**What the task asks**
Retype the comments on hiring military veterans word for word, beginning with the words "Military officers are" and ending after the words "is both ways.".

**Source document**
________

Not all veterans will be leaders. We hired one and he had the certifications to boot - A+, Network+, Security+, CAPM, CEH, now working on his CISSP. Unfortunately, this guy is lazy, doesn't know his IT stuff nor what to do, and he gets sensitive when questioned. We found out later that he took the certification classes and memorized the answers so he passed. Nothing really stuck with him. And now we're stuck with him. My advice, interview well with extensive technical questions; that was our mistake. This guy is giving us a bad experience with veterans. Like I said, not all veterans will be leaders. Some of them just want a job and do enough to stay in the payroll, sometimes not even enough.


Military officers are selected for leadership and are trained to be leaders. By and Large, most do a promising job. There may be an odd aberration. But these days there are hardly any corporates looking for military talent espacially in Operations and Supply Chain domain. I am facing this problem. This is despite the fact that I have an experience of directly managing two war logistics nodes in India. Sometimes its so difficult to make the recruiters understand that 'Corporate experience' for a military veteran is much more challenging in military, if you treat the military experience as Corporate experience. The problem is both ways.


Great article and a must read for the 'talent acquirer' amongst us. It does seem that ex-military leadership is a talent pool that we are not tapping into properly - although my gut feel would be that the US is better at this than Europe. A BP I worked with a number of ex-army officers and would also say that your list of transferable skills reflects some of the outstanding behaviour I came across there.

Ted Daywalt,

The comment that "they often find it difficult to convince employers that their experience applies to the business world" is used by many at DOL and VA to justify the hundreds of millions of dollars they spend to "help" veterans. In reality, the overall veteran unemployment rate has ALWAYS been lower than the national unemployment rate. In November 2015 the overall veteran unemployment rate was 3.9% versus the national unemployment rate of 5.0%. While there are some veterans who have problems getting work (just like their civilian counterparts), the numbers prove that veterans have been finding jobs at a better rate than non-veterans. There are many reasons for their success.

Brian Rucker,

While I see the logic in your argument Ted, I fear your analysis of the statistics may be overly myopic. Evaluating the difficulty that transitioning veterans face convincing employers that their experience is relevant by analyzing the composite unemployment rate of all veterans - as you have done here - inappropriately attributes statistical data and entirely misses the key issue in question.

________

**Data section**
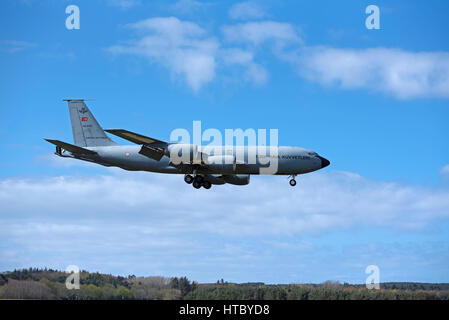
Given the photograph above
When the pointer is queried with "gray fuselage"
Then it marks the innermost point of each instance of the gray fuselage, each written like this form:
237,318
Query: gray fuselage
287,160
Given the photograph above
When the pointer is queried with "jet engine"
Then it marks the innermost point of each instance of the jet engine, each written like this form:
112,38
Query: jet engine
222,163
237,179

________

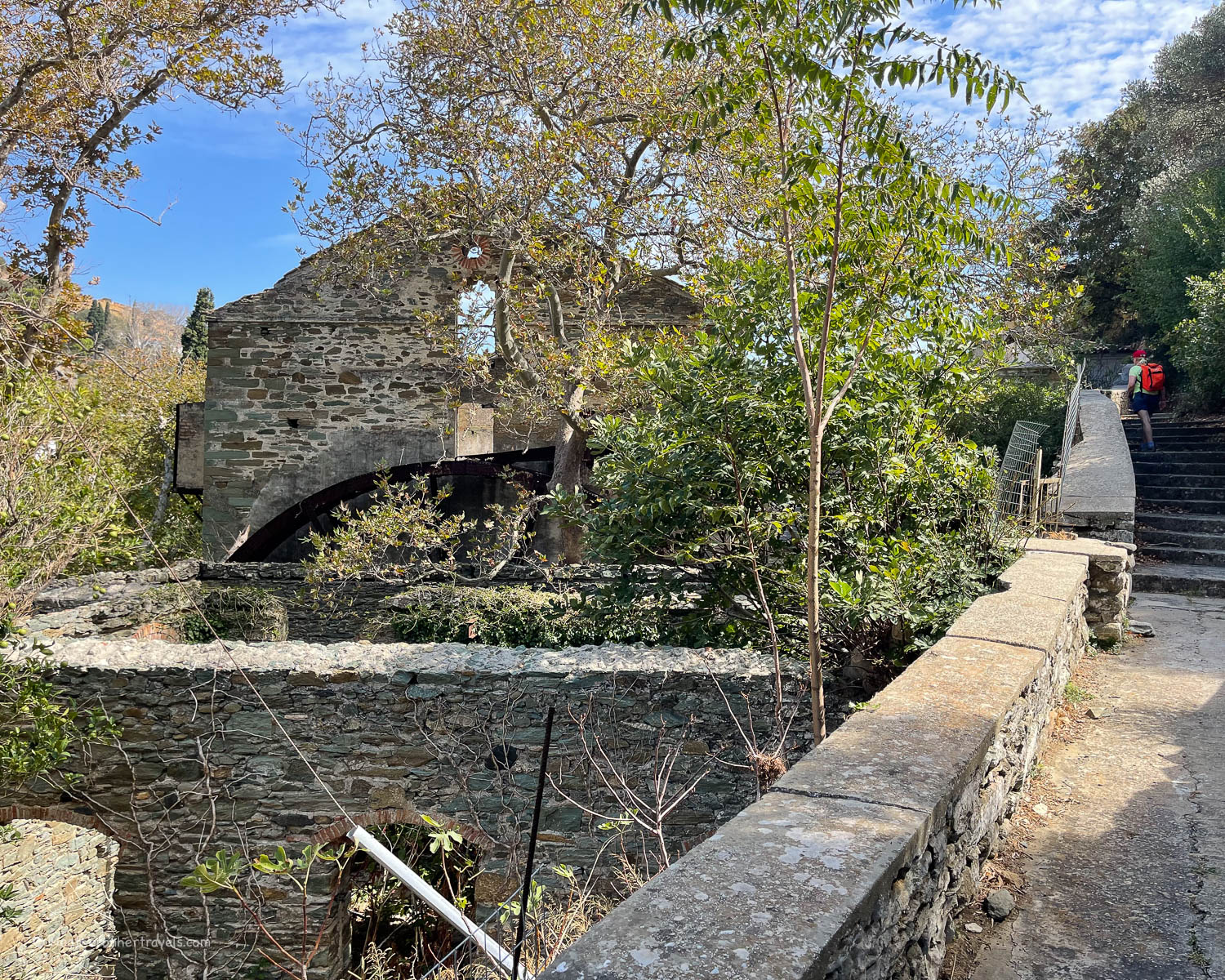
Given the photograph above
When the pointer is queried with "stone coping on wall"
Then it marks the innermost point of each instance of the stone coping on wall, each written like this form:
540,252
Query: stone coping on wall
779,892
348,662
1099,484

________

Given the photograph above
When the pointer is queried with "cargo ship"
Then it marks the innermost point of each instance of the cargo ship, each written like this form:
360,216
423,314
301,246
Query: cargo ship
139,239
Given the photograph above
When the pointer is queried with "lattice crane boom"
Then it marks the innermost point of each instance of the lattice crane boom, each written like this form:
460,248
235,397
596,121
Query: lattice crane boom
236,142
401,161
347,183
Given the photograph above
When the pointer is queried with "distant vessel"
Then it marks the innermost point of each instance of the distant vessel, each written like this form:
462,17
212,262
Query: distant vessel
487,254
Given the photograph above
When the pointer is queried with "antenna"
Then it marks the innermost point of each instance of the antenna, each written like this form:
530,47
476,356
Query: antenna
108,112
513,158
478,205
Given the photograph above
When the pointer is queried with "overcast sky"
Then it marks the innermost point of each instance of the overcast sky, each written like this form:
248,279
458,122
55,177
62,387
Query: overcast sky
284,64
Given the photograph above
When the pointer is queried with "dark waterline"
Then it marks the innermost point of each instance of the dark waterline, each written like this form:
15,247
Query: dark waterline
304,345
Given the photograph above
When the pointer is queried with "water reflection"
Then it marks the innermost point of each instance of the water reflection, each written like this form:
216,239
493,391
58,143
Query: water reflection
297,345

________

**Exercise answer**
Military officers are selected for leadership and are trained to be leaders. By and Large, most do a promising job. There may be an odd aberration. But these days there are hardly any corporates looking for military talent espacially in Operations and Supply Chain domain. I am facing this problem. This is despite the fact that I have an experience of directly managing two war logistics nodes in India. Sometimes its so difficult to make the recruiters understand that 'Corporate experience' for a military veteran is much more challenging in military, if you treat the military experience as Corporate experience. The problem is both ways.